### What you are asked to do
Lines holding the string "light" in the listing below are to be copied.

### Extracted information

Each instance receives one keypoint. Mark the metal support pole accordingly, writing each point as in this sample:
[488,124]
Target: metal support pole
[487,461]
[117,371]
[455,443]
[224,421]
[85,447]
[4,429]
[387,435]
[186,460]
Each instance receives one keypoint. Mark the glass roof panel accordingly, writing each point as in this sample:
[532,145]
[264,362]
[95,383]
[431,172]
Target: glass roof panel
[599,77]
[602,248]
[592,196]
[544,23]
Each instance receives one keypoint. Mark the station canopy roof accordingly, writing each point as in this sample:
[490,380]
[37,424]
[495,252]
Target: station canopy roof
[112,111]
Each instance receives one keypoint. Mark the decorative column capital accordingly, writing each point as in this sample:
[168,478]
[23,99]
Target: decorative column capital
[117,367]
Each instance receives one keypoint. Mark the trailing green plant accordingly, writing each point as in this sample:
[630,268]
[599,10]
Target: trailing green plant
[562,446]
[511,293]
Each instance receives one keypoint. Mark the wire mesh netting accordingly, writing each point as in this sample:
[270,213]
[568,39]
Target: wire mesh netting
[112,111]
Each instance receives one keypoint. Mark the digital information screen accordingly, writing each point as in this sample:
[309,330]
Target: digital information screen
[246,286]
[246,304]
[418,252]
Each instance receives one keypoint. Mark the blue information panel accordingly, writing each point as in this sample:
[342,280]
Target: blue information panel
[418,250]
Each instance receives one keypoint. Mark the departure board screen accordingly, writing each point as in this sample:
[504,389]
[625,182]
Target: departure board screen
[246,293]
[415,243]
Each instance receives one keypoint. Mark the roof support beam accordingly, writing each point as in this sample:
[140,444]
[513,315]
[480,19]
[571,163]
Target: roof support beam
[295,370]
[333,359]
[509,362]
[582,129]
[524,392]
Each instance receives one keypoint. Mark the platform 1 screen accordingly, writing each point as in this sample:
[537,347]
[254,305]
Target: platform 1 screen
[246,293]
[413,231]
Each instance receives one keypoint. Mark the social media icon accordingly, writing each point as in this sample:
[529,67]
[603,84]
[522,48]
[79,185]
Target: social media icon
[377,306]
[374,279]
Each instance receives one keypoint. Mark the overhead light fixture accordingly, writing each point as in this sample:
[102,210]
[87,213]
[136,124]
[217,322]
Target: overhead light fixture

### Solution to the problem
Each instance receives one keypoint. Mark the overhead light fixture accordingly, writing each point as in this sample:
Target: overhead light fixture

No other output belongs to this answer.